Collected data
○ ○ ○ ○ ○

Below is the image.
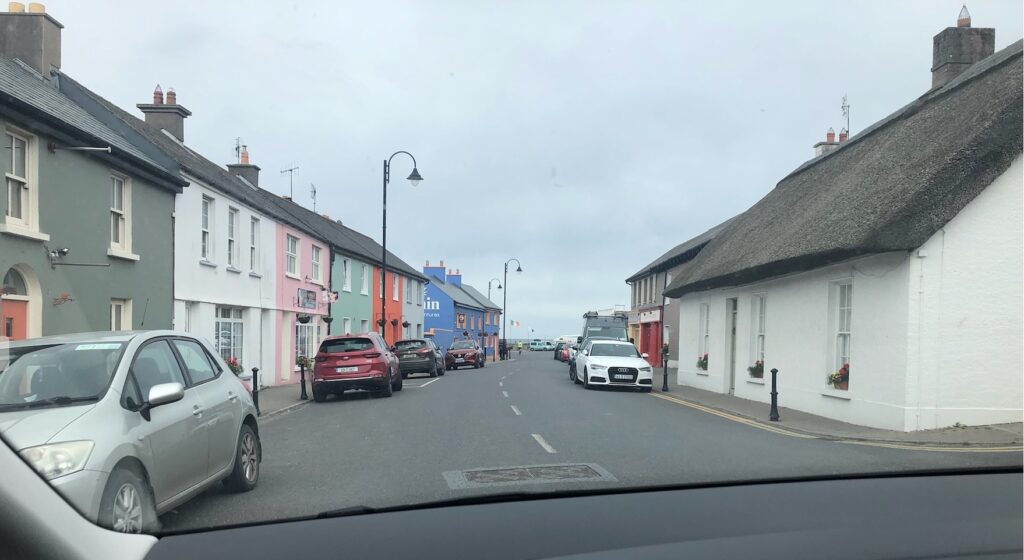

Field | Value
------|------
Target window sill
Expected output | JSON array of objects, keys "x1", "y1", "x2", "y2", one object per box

[
  {"x1": 106, "y1": 247, "x2": 139, "y2": 261},
  {"x1": 821, "y1": 389, "x2": 851, "y2": 400},
  {"x1": 0, "y1": 223, "x2": 50, "y2": 242}
]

○ ○ ○ ○ ○

→ Exercise task
Lay out every line of the listing as a numbered list, omitting blank lines and leaving the pictures out.

→ Output of the task
1. Below is the image.
2. Field | Value
3. ------|------
4. Target window sill
5. Expected output | JSON array of objects, keys "x1", "y1", "x2", "y2", one object per box
6. [
7.   {"x1": 106, "y1": 247, "x2": 139, "y2": 261},
8.   {"x1": 821, "y1": 389, "x2": 851, "y2": 400},
9.   {"x1": 0, "y1": 223, "x2": 50, "y2": 242}
10. ]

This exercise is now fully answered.